**What to produce:**
Copying nothing before it, reproduce the line that holds "Presence check — any hillside." and every line after it in the data, exactly.

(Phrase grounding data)
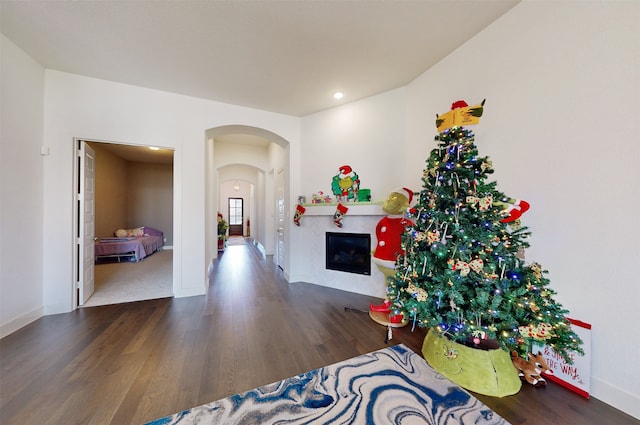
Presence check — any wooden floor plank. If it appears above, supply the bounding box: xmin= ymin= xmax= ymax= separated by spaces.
xmin=0 ymin=237 xmax=638 ymax=425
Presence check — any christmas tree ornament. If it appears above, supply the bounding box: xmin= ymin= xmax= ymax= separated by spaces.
xmin=469 ymin=258 xmax=484 ymax=273
xmin=293 ymin=204 xmax=306 ymax=226
xmin=473 ymin=329 xmax=488 ymax=345
xmin=530 ymin=262 xmax=543 ymax=279
xmin=426 ymin=230 xmax=440 ymax=244
xmin=480 ymin=159 xmax=493 ymax=172
xmin=500 ymin=199 xmax=531 ymax=223
xmin=454 ymin=260 xmax=471 ymax=276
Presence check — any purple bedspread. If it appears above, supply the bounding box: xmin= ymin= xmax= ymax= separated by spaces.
xmin=95 ymin=235 xmax=163 ymax=261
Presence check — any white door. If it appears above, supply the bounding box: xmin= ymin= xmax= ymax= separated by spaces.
xmin=78 ymin=142 xmax=96 ymax=305
xmin=276 ymin=169 xmax=285 ymax=269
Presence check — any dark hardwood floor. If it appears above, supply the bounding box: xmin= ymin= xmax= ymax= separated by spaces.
xmin=1 ymin=237 xmax=638 ymax=425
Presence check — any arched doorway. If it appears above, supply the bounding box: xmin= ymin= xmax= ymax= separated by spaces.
xmin=204 ymin=125 xmax=290 ymax=278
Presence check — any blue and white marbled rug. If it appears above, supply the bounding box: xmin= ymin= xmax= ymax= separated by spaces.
xmin=145 ymin=344 xmax=509 ymax=424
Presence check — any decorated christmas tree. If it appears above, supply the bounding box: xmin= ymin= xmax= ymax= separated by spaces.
xmin=386 ymin=100 xmax=583 ymax=363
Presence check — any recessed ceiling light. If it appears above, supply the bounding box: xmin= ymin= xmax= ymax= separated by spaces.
xmin=333 ymin=91 xmax=344 ymax=100
xmin=149 ymin=146 xmax=160 ymax=151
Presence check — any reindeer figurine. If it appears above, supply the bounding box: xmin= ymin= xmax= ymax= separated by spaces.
xmin=511 ymin=351 xmax=547 ymax=387
xmin=528 ymin=351 xmax=554 ymax=377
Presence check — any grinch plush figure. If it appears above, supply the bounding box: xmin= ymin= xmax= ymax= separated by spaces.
xmin=369 ymin=188 xmax=414 ymax=326
xmin=373 ymin=188 xmax=414 ymax=276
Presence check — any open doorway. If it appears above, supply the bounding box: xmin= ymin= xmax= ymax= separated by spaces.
xmin=206 ymin=126 xmax=290 ymax=267
xmin=228 ymin=197 xmax=244 ymax=236
xmin=75 ymin=139 xmax=175 ymax=307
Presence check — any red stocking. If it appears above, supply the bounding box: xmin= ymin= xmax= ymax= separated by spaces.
xmin=333 ymin=203 xmax=349 ymax=228
xmin=293 ymin=204 xmax=306 ymax=226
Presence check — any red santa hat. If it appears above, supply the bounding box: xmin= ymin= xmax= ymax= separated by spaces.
xmin=451 ymin=100 xmax=468 ymax=110
xmin=393 ymin=187 xmax=414 ymax=205
xmin=339 ymin=165 xmax=355 ymax=178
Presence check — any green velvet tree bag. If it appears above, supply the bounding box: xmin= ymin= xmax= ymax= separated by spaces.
xmin=422 ymin=328 xmax=521 ymax=397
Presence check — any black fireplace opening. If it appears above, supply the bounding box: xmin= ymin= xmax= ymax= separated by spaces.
xmin=326 ymin=232 xmax=371 ymax=275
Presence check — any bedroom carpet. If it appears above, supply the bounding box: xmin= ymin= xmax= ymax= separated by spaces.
xmin=144 ymin=344 xmax=509 ymax=425
xmin=83 ymin=249 xmax=173 ymax=307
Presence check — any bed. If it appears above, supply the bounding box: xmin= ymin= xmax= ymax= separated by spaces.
xmin=95 ymin=226 xmax=164 ymax=262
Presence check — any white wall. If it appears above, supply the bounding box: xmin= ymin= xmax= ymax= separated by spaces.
xmin=299 ymin=88 xmax=408 ymax=201
xmin=215 ymin=140 xmax=270 ymax=171
xmin=267 ymin=141 xmax=288 ymax=259
xmin=41 ymin=70 xmax=300 ymax=314
xmin=290 ymin=88 xmax=408 ymax=292
xmin=404 ymin=2 xmax=639 ymax=417
xmin=0 ymin=35 xmax=45 ymax=337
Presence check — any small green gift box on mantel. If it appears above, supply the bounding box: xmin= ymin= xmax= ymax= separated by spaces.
xmin=357 ymin=188 xmax=371 ymax=202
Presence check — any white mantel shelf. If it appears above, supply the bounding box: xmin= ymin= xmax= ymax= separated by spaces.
xmin=301 ymin=202 xmax=384 ymax=216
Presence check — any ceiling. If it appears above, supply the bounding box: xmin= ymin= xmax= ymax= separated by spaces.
xmin=0 ymin=0 xmax=519 ymax=117
xmin=85 ymin=132 xmax=271 ymax=165
xmin=86 ymin=142 xmax=175 ymax=165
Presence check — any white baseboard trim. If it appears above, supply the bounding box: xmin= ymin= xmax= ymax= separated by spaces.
xmin=173 ymin=286 xmax=206 ymax=298
xmin=591 ymin=376 xmax=640 ymax=420
xmin=0 ymin=305 xmax=44 ymax=339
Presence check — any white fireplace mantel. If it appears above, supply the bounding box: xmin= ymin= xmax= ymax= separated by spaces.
xmin=301 ymin=202 xmax=384 ymax=216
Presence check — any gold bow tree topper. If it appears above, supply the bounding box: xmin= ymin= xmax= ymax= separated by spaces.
xmin=436 ymin=99 xmax=486 ymax=132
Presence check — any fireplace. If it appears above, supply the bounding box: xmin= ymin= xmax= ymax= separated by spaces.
xmin=325 ymin=232 xmax=371 ymax=275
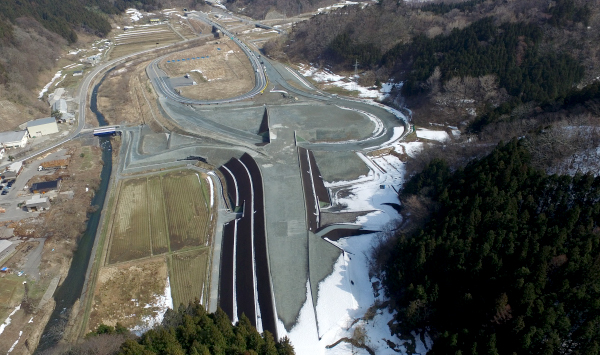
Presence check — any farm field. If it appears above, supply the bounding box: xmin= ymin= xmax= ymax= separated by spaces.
xmin=162 ymin=171 xmax=211 ymax=251
xmin=107 ymin=170 xmax=214 ymax=264
xmin=169 ymin=248 xmax=209 ymax=308
xmin=108 ymin=178 xmax=151 ymax=264
xmin=109 ymin=25 xmax=181 ymax=60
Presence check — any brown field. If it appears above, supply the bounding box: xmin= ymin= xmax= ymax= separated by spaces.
xmin=107 ymin=170 xmax=213 ymax=264
xmin=160 ymin=39 xmax=255 ymax=100
xmin=147 ymin=176 xmax=170 ymax=255
xmin=162 ymin=171 xmax=210 ymax=251
xmin=169 ymin=248 xmax=209 ymax=308
xmin=171 ymin=19 xmax=197 ymax=39
xmin=89 ymin=257 xmax=168 ymax=330
xmin=108 ymin=178 xmax=152 ymax=264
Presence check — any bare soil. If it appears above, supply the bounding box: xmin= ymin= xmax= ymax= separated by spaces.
xmin=88 ymin=256 xmax=168 ymax=331
xmin=160 ymin=39 xmax=255 ymax=100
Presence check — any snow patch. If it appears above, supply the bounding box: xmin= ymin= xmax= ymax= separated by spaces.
xmin=415 ymin=128 xmax=450 ymax=142
xmin=7 ymin=330 xmax=23 ymax=353
xmin=38 ymin=71 xmax=62 ymax=98
xmin=131 ymin=277 xmax=173 ymax=336
xmin=126 ymin=8 xmax=143 ymax=22
xmin=0 ymin=305 xmax=20 ymax=335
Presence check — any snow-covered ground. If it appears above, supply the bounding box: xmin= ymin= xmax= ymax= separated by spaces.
xmin=131 ymin=277 xmax=173 ymax=336
xmin=38 ymin=71 xmax=62 ymax=98
xmin=415 ymin=128 xmax=450 ymax=142
xmin=298 ymin=64 xmax=399 ymax=100
xmin=279 ymin=140 xmax=431 ymax=354
xmin=0 ymin=305 xmax=20 ymax=335
xmin=126 ymin=8 xmax=143 ymax=22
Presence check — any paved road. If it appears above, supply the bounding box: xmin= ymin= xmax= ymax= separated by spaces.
xmin=147 ymin=12 xmax=267 ymax=105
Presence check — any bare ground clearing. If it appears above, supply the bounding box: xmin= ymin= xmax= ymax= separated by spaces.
xmin=160 ymin=39 xmax=254 ymax=100
xmin=88 ymin=256 xmax=168 ymax=331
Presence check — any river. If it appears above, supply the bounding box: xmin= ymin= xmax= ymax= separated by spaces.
xmin=36 ymin=69 xmax=114 ymax=352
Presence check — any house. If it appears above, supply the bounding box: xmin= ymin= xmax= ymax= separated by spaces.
xmin=150 ymin=18 xmax=161 ymax=23
xmin=73 ymin=70 xmax=83 ymax=76
xmin=0 ymin=131 xmax=28 ymax=148
xmin=30 ymin=179 xmax=61 ymax=194
xmin=27 ymin=117 xmax=59 ymax=137
xmin=25 ymin=195 xmax=51 ymax=212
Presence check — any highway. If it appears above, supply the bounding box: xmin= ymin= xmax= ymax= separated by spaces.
xmin=146 ymin=11 xmax=267 ymax=105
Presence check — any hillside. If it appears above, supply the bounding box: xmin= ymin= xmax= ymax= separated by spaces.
xmin=380 ymin=140 xmax=600 ymax=354
xmin=223 ymin=0 xmax=337 ymax=19
xmin=267 ymin=0 xmax=600 ymax=131
xmin=0 ymin=0 xmax=203 ymax=130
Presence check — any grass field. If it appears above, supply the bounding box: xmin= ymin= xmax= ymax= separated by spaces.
xmin=0 ymin=276 xmax=24 ymax=320
xmin=107 ymin=170 xmax=213 ymax=264
xmin=169 ymin=248 xmax=209 ymax=308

**Worked solution:**
Presence check — any hillside. If it appears above, supply the bounding box: xmin= ymin= xmax= ymax= separated by spaces.
xmin=380 ymin=140 xmax=600 ymax=354
xmin=223 ymin=0 xmax=337 ymax=19
xmin=267 ymin=0 xmax=600 ymax=131
xmin=0 ymin=0 xmax=203 ymax=130
Presence check — any grass field. If it appears above, supply the bounding box: xmin= ymin= xmax= ymax= separated by spaces.
xmin=0 ymin=276 xmax=24 ymax=320
xmin=107 ymin=170 xmax=213 ymax=264
xmin=169 ymin=248 xmax=209 ymax=308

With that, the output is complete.